What you need to do — Below are some records; return each one exactly as written.

Stored data entries —

::::::::::

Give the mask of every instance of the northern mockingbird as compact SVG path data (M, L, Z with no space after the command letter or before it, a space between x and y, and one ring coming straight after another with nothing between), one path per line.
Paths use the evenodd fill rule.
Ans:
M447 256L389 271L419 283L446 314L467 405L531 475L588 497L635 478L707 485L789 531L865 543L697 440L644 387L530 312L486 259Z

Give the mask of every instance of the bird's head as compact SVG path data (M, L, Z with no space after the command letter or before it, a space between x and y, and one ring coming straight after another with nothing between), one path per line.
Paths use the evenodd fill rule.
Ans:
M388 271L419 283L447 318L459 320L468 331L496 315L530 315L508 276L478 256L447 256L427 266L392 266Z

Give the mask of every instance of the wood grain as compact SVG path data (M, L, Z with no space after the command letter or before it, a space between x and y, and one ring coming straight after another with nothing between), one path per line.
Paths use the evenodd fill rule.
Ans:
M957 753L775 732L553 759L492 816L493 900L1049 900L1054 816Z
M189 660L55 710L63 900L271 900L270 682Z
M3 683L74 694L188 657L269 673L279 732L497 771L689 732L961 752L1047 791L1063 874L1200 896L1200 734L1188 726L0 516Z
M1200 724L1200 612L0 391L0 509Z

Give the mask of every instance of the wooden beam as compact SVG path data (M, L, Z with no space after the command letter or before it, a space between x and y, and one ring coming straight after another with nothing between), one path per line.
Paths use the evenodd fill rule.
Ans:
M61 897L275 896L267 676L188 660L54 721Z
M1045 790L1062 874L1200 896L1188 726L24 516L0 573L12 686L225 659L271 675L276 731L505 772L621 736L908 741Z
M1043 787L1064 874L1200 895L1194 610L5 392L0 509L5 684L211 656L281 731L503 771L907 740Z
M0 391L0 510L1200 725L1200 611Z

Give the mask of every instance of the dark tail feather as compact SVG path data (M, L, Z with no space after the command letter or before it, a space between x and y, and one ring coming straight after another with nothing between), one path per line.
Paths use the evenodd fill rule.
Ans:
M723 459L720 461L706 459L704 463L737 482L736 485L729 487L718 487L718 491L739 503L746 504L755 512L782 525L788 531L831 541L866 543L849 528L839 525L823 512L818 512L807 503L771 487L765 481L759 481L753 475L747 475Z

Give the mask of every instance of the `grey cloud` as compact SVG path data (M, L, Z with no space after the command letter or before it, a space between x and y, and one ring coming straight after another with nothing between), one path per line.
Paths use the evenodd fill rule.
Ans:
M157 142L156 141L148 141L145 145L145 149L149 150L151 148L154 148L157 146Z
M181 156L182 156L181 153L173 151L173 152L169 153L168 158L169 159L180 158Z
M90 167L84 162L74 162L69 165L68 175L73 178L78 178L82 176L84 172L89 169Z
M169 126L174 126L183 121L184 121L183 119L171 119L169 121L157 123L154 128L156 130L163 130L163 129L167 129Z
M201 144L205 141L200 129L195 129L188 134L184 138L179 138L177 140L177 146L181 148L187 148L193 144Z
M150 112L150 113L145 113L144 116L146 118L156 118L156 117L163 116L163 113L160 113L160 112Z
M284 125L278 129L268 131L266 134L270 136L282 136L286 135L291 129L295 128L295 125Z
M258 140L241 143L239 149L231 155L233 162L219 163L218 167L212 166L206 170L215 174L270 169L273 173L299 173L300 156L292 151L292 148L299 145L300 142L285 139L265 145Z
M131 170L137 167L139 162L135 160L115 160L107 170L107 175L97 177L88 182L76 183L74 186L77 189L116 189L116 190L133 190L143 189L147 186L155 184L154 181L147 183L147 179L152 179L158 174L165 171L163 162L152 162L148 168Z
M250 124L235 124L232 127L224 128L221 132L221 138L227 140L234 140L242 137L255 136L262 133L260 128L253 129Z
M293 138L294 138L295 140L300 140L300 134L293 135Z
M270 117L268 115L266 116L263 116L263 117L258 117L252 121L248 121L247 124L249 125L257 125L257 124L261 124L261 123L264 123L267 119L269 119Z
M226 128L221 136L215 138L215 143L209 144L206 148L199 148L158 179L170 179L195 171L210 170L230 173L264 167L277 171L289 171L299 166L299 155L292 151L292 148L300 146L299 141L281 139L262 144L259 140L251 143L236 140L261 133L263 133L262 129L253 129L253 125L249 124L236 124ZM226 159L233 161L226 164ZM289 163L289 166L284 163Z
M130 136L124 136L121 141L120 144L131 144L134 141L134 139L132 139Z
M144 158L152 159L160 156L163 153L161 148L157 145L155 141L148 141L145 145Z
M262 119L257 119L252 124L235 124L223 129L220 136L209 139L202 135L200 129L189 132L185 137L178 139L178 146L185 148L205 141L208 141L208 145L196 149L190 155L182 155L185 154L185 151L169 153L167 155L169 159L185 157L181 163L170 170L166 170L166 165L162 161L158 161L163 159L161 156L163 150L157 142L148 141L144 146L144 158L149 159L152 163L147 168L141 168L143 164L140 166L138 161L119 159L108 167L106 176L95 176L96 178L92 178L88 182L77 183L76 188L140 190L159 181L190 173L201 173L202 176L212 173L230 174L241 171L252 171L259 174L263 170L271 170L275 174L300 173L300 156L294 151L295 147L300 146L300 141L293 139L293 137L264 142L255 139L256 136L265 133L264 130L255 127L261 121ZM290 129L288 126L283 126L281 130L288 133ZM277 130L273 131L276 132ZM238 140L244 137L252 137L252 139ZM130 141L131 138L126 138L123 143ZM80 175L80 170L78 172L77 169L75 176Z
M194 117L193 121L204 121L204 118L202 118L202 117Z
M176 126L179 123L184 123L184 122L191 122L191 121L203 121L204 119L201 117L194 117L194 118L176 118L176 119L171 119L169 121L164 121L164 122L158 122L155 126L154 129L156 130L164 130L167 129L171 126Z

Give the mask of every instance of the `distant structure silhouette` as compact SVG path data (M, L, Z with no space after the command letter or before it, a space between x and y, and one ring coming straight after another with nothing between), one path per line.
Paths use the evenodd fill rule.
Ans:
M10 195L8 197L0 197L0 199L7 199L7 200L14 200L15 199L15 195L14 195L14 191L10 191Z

::::::::::

Your response —
Give the mask of every instance of the northern mockingbird as compact SVG path data (M, L, Z with no space after the command letter or before it, a space between x and y, and one ring coming straight after another with nothing between), one path per line.
Paths use the evenodd fill rule.
Ans:
M447 256L389 271L419 283L446 314L467 405L531 475L588 497L635 478L707 485L789 531L865 543L697 440L644 387L530 312L486 259Z

Give the mask of every instance of the bird's head as compact SVG path data (M, L, Z with no space after the command letter or before it, a space between x and y, and one ring coming straight after another with nothing between), one path per line.
Paths use the evenodd fill rule.
Ans:
M388 271L419 283L447 318L459 320L468 331L496 315L530 315L508 276L478 256L447 256L427 266L392 266Z

Give the mask of every instance of the wood grain as compact SVG path data (M, L, Z with no space after the command letter or before it, a space between x and y, and one ring coming straight after another with nothing between), one path per line.
Paths use the evenodd fill rule.
Ans:
M957 753L775 732L553 759L492 816L493 900L1049 900L1054 816Z
M189 660L55 710L63 900L271 900L270 682Z
M3 683L74 694L188 657L269 673L279 732L497 771L689 732L961 752L1047 791L1063 874L1200 896L1200 734L1188 726L0 516Z
M1200 724L1200 612L0 391L0 509Z

Give the mask of every instance of the wooden beam as compact SVG path data (M, L, Z with no space after the command letter or before it, a space between x and y, and one ring coming straight after another with nothing between), one path per line.
Paths use the evenodd fill rule.
Ans:
M61 897L275 896L267 676L188 660L54 721Z
M1045 790L1062 874L1200 896L1188 726L24 516L0 573L12 686L225 659L271 675L276 731L505 772L621 736L908 741Z
M1043 787L1064 874L1200 895L1194 610L5 392L0 509L5 684L211 656L281 731L503 771L907 740Z
M0 391L0 510L1200 725L1200 611Z

Give the mask of every instance of the dark tail feather as compact SVG path data (M, L, Z with no space after the command letter or before it, a space between x and y, and one ring coming straight after another with nothing between), one path per line.
Paths use the evenodd fill rule.
Ans:
M723 459L720 461L706 459L704 463L737 482L736 485L729 487L718 487L718 491L739 503L746 504L755 512L782 525L788 531L831 541L866 543L849 528L839 525L823 512L818 512L807 503L771 487L765 481L759 481L753 475L747 475Z

Give the mask of every instance of the `grey cloud` as compact SVG path data (M, L, Z with no space after the command letter or before it, a space between x and y, and one ring coming straight after another with nothing between), one path per line.
Paths use the evenodd fill rule.
Ans:
M157 142L156 141L148 141L145 145L145 149L149 150L151 148L154 148L157 146Z
M181 156L182 156L181 153L173 151L173 152L169 153L168 158L169 159L180 158Z
M90 167L84 162L74 162L69 165L68 175L73 178L78 178L82 176L84 172L89 169Z
M169 126L174 126L183 121L184 121L183 119L171 119L169 121L157 123L154 128L156 130L163 130L163 129L167 129Z
M201 144L205 141L200 129L195 129L188 134L184 138L179 138L177 140L177 146L181 148L187 148L193 144Z
M150 112L150 113L145 113L144 116L146 118L156 118L156 117L163 116L163 113L160 113L160 112Z
M284 125L278 129L268 131L266 134L270 136L282 136L286 135L291 129L295 128L295 125Z
M258 140L241 143L239 149L231 155L233 162L219 163L218 167L212 166L206 170L215 174L270 169L273 173L299 173L300 156L292 151L292 148L299 145L300 142L285 139L265 145Z
M131 170L137 167L139 162L135 160L115 160L107 170L107 175L97 177L88 182L76 183L74 186L77 189L116 189L116 190L133 190L143 189L147 186L155 184L154 181L147 183L147 179L152 179L158 174L165 171L163 162L152 162L148 168Z
M250 124L235 124L232 127L224 128L221 132L221 138L227 140L234 140L242 137L255 136L262 133L260 128L253 129Z
M293 138L294 138L295 140L300 140L300 134L293 135Z
M270 117L268 115L266 116L263 116L263 117L258 117L252 121L248 121L247 124L249 125L257 125L257 124L261 124L261 123L264 123L267 119L269 119Z
M226 128L221 136L215 138L215 143L209 144L206 148L199 148L158 179L170 179L195 171L210 170L230 173L264 167L277 171L289 171L299 166L299 155L292 151L292 148L300 146L299 141L281 139L262 144L259 140L251 143L236 140L261 133L263 133L262 129L253 129L253 125L249 124L236 124ZM226 159L233 161L226 164ZM289 163L289 166L284 163Z
M130 136L124 136L121 141L120 144L131 144L134 141L134 139L132 139Z
M144 158L152 159L160 156L163 153L161 148L157 145L155 141L148 141L145 145Z
M262 119L257 119L252 124L235 124L223 129L220 136L209 139L202 135L200 129L189 132L185 137L178 139L178 146L185 148L205 141L208 141L208 145L196 149L190 155L182 155L185 154L185 151L169 153L167 155L169 159L185 157L181 163L170 170L166 170L166 165L162 161L158 161L163 159L161 156L163 150L157 142L148 141L144 146L144 158L149 159L152 163L147 168L141 168L143 164L140 166L138 161L119 159L108 167L106 176L95 176L96 178L92 178L88 182L77 183L76 188L140 190L159 181L190 173L201 173L202 176L212 173L230 174L241 171L252 171L259 174L263 170L271 170L275 174L300 173L300 156L294 151L295 147L300 146L300 141L293 139L293 137L264 142L255 139L256 136L265 133L264 130L255 127L261 121ZM290 129L288 126L283 126L281 130L288 133ZM277 130L273 131L276 132ZM238 140L244 137L252 137L252 139ZM130 141L131 138L126 138L123 143ZM80 175L80 170L78 172L77 169L75 176Z
M194 117L193 121L204 121L204 118L202 118L202 117Z
M176 126L179 123L184 123L184 122L191 122L191 121L203 121L204 119L201 117L194 117L194 118L176 118L176 119L171 119L169 121L164 121L164 122L158 122L155 126L154 129L156 130L164 130L167 129L171 126Z

Give the mask of every instance of the `distant structure silhouette` as compact SVG path data (M, L, Z with no space after the command letter or before it, a space between x and y, and one ring coming straight after another with nothing between), one path per line.
Paths use the evenodd fill rule.
Ans:
M10 195L8 197L0 197L0 199L7 199L7 200L14 200L15 199L15 195L14 195L14 191L10 191Z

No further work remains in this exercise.